▶ WHAT YOU HAVE TO DO
Convert each line of the material below into a Markdown table with the columns Row and Line, numbering the rows in order and skipping any blank lines.
BEGIN DATASET
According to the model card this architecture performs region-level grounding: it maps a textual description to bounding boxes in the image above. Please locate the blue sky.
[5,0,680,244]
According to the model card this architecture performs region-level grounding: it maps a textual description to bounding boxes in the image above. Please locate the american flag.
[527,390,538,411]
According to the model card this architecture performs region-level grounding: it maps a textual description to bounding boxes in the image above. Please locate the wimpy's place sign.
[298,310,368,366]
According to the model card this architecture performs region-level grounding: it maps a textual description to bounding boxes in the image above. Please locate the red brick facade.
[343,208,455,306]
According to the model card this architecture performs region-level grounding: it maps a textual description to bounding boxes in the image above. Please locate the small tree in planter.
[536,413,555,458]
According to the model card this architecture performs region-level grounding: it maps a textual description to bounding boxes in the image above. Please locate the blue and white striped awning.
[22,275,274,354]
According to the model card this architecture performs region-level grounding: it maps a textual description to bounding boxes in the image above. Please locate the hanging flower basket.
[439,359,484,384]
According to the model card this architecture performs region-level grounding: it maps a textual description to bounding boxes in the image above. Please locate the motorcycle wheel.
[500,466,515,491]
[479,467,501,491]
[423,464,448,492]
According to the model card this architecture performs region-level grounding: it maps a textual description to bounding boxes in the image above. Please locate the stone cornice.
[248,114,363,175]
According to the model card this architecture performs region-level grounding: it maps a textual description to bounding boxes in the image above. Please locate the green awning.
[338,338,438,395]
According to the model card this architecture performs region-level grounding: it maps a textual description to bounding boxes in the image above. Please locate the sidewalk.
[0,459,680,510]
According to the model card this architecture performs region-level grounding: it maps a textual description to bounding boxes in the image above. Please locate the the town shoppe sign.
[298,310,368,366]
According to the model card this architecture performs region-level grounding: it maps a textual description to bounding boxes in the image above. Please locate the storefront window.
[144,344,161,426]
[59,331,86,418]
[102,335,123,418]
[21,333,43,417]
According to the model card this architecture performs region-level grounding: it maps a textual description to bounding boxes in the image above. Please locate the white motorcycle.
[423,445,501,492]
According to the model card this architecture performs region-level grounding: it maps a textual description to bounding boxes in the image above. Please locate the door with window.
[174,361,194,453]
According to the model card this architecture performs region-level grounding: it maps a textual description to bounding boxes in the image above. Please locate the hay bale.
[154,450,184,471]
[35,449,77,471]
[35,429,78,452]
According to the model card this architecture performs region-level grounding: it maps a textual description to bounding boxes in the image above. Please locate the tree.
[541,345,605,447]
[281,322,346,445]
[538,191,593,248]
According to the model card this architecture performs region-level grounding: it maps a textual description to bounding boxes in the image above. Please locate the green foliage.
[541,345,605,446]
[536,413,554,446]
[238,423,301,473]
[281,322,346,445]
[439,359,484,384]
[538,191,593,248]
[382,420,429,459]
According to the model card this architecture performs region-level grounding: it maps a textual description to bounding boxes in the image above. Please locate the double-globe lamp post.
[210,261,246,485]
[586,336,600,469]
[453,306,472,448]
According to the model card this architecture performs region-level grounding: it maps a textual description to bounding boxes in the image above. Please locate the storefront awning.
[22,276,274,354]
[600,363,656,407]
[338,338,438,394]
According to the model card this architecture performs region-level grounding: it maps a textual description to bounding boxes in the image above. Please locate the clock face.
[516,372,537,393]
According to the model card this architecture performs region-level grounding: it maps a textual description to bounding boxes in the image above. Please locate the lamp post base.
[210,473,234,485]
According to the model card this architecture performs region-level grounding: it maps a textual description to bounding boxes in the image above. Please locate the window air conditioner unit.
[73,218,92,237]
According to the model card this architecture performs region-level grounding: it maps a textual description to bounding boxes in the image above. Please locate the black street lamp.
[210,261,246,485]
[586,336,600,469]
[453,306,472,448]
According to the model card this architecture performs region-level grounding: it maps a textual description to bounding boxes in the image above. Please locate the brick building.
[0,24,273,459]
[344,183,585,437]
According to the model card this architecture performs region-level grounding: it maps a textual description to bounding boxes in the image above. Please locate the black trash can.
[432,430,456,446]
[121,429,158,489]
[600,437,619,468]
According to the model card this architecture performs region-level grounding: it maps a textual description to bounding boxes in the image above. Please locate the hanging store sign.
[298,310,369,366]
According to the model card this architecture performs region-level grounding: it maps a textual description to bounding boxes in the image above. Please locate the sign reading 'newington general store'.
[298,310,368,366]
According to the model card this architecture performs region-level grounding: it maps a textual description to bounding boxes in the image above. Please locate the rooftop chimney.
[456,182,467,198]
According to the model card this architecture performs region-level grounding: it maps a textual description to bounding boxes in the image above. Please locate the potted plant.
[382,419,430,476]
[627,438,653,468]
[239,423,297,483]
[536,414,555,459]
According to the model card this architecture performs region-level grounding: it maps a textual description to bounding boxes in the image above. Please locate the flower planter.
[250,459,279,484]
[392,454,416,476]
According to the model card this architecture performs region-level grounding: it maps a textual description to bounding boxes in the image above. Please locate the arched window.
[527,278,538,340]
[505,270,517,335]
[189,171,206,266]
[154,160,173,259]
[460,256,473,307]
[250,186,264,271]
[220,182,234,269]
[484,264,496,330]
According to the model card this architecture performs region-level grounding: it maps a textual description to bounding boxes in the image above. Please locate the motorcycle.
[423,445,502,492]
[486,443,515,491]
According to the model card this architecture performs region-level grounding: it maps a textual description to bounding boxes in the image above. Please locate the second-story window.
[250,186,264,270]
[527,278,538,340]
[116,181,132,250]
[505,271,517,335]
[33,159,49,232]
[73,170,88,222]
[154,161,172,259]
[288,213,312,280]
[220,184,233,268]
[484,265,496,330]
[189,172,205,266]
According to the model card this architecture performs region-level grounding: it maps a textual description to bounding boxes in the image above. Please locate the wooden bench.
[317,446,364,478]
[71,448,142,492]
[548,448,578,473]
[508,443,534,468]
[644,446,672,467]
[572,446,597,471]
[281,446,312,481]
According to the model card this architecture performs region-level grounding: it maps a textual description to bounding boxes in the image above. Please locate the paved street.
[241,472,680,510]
END DATASET
▶ EXERCISE OUTPUT
| Row | Line |
|---|---|
| 1 | According to the model card this architecture performs region-level grounding: it maps a textual description to bounding boxes in the image above. Please locate the blue sky. |
| 2 | [5,0,680,244] |
| 3 | According to the model card this architecture performs region-level grounding: it maps a textual description to bounding boxes in the image above. Please locate the american flag. |
| 4 | [527,390,538,411] |
| 5 | According to the model card this architecture performs region-level grounding: it maps a textual description to bounding boxes in the image above. Please locate the wimpy's place sign. |
| 6 | [298,310,368,366] |
| 7 | According to the model card this architecture performs region-level grounding: it maps a textual description to bounding boxes in the image above. Please locate the red brick facade. |
| 8 | [343,208,455,306] |
| 9 | According to the model card this architecture performs region-level grounding: it maps a textual description to bounding boxes in the image above. Please locate the small tree in planter. |
| 10 | [536,413,555,458] |
| 11 | According to the model card this architecture performs region-level grounding: it maps a textual description to bounding boxes in the image above. Please locate the blue and white striped awning. |
| 12 | [22,275,274,354] |
| 13 | According to the model card this architecture performs region-level grounding: it maps a textual description to bounding boxes in the image above. Please locate the hanging flower basket. |
| 14 | [439,359,484,384] |
| 15 | According to the model card this architecture performs region-level grounding: it maps a textual description to bounding boxes in the image above. Please locate the motorcycle wheel. |
| 16 | [500,466,515,491] |
| 17 | [479,467,501,491] |
| 18 | [423,464,448,492] |
| 19 | According to the model card this architecture performs region-level grounding: it maps a textual description to bounding boxes in the image above. Please locate the stone cornice. |
| 20 | [248,114,363,175] |
| 21 | According to the model card this architecture performs region-level grounding: it maps a textual description to bounding boxes in the image above. Please locate the green awning. |
| 22 | [338,338,438,395] |
| 23 | According to the model card this architecture performs region-level grounding: it maps a textual description to bounding boxes in the image above. Please locate the sidewalk. |
| 24 | [0,459,680,510] |
| 25 | According to the model card this architecture performs region-level grounding: it maps a textual description to bounding boxes in the image above. Please locate the the town shoppe sign. |
| 26 | [298,310,368,366] |
| 27 | According to the model card this architecture performs region-level grounding: it maps a textual description to bounding boxes in the image above. Please locate the storefront window. |
| 28 | [144,344,161,426] |
| 29 | [59,331,86,418] |
| 30 | [102,335,123,418] |
| 31 | [21,333,43,417] |
| 32 | According to the model card this architecture performs region-level grounding: it maps a textual description to bounding boxes in the image above. Please locate the white motorcycle. |
| 33 | [423,445,501,492] |
| 34 | According to the model card this architecture performs region-level grounding: it maps a textual description to bounding boxes in the image above. Please locate the door with window. |
| 35 | [174,361,194,453] |
| 36 | According to the model card this architecture performs region-level grounding: it maps a textual description to bounding boxes in the image above. Please locate the hay bale. |
| 37 | [154,450,184,471] |
| 38 | [35,449,77,471] |
| 39 | [35,429,78,452] |
| 40 | According to the model card this architecture performs region-level grounding: it maps a textual description to bounding boxes in the image above. Please locate the tree. |
| 41 | [541,345,605,447] |
| 42 | [281,322,346,445] |
| 43 | [538,191,593,248] |
| 44 | According to the model card this architecture performs region-level grounding: it maps a textual description to bounding boxes in the image above. Please locate the green foliage. |
| 45 | [541,345,605,446] |
| 46 | [536,413,554,446] |
| 47 | [238,423,301,473] |
| 48 | [281,322,346,445] |
| 49 | [439,359,484,384] |
| 50 | [538,191,593,248] |
| 51 | [382,420,429,459] |
| 52 | According to the model card this architecture performs region-level grounding: it maps a textual description to bounding boxes in the image above. Please locate the double-globe lamp post. |
| 53 | [210,261,246,485] |
| 54 | [586,336,600,469] |
| 55 | [453,306,472,448] |
| 56 | According to the model card this architecture performs region-level grounding: it maps a textual description to bounding boxes in the image above. Please locate the storefront awning. |
| 57 | [22,276,274,354] |
| 58 | [600,363,656,407] |
| 59 | [338,338,438,394] |
| 60 | According to the model card this architecture performs region-level grounding: it maps a textual description to bounding boxes in the image above. Please locate the clock face. |
| 61 | [516,372,537,393] |
| 62 | According to the model card this architecture performs region-level grounding: it maps a textual description to bounding boxes in the image above. Please locate the lamp post base. |
| 63 | [210,473,234,485] |
| 64 | According to the model card this architecture performs region-level grounding: it maps a textual description to bounding boxes in the image above. Please locate the window air conditioner unit. |
| 65 | [73,218,92,237] |
| 66 | According to the model card this architecture performs region-level grounding: it maps a textual description to bounding boxes in the image above. Please locate the black street lamp. |
| 67 | [210,261,246,485] |
| 68 | [586,336,600,469] |
| 69 | [453,306,472,448] |
| 70 | According to the model card this architecture performs region-level grounding: it maps a textual description to bounding boxes in the image above. Please locate the brick building. |
| 71 | [0,24,273,459] |
| 72 | [344,183,585,437] |
| 73 | According to the model card this architecture performs region-level grounding: it maps a textual description to bounding boxes in the image above. Please locate the black trash can. |
| 74 | [432,430,456,446] |
| 75 | [121,429,158,489] |
| 76 | [600,437,619,468] |
| 77 | According to the model card this architecture performs region-level grounding: it maps a textual description to bounding boxes in the image above. Please locate the hanging store sign. |
| 78 | [298,310,369,366] |
| 79 | According to the model card this architecture performs region-level grounding: it maps a textual description to bounding boxes in the image above. Please locate the sign reading 'newington general store'. |
| 80 | [298,310,368,366] |
| 81 | According to the model card this architecture performs region-level grounding: it maps a textual description to bounding boxes in the image above. Please locate the rooftop chimney. |
| 82 | [456,182,467,198] |
| 83 | According to the model card this architecture performs region-level grounding: it maps a textual description to bounding boxes in the image above. Please locate the potted plant. |
| 84 | [382,419,430,476] |
| 85 | [627,438,653,468] |
| 86 | [239,423,297,483] |
| 87 | [536,414,555,459] |
| 88 | According to the model card this architecture performs region-level grounding: it maps a textual description to bounding boxes in the image above. Please locate the flower planter. |
| 89 | [250,459,279,484] |
| 90 | [392,454,416,476] |
| 91 | According to the model card this architecture performs region-level grounding: it maps a textual description to bounding boxes in the image above. Please locate the arched window. |
| 92 | [527,278,538,340] |
| 93 | [505,270,517,335] |
| 94 | [189,171,206,266] |
| 95 | [154,160,173,259] |
| 96 | [460,256,473,307] |
| 97 | [250,186,264,271] |
| 98 | [220,182,234,269] |
| 99 | [484,264,496,330] |
| 100 | According to the model card this architecture performs region-level grounding: it maps a textual description to bounding boxes in the image above. Please locate the motorcycle. |
| 101 | [423,445,502,492] |
| 102 | [486,443,515,491] |
| 103 | According to the model card this architecture performs region-level grounding: it maps a textual description to bounding boxes in the image above. Please locate the second-story window. |
| 104 | [250,186,264,270] |
| 105 | [527,278,538,340] |
| 106 | [116,181,132,250] |
| 107 | [505,271,517,335] |
| 108 | [33,159,49,232] |
| 109 | [73,170,88,222] |
| 110 | [154,161,172,259] |
| 111 | [288,213,312,280] |
| 112 | [220,184,233,268] |
| 113 | [484,265,496,330] |
| 114 | [189,172,205,266] |
| 115 | According to the model card this architecture performs region-level grounding: it maps a textual description to bounding boxes in the image above. Please locate the wooden bench. |
| 116 | [317,446,364,478] |
| 117 | [71,448,142,492] |
| 118 | [548,448,578,473] |
| 119 | [508,443,534,468] |
| 120 | [644,446,672,467] |
| 121 | [572,446,597,471] |
| 122 | [281,446,312,481] |
| 123 | According to the model card this architecture performs region-level grounding: it maps a textual description to bounding boxes in the image above. Please locate the paved street. |
| 124 | [241,472,680,510] |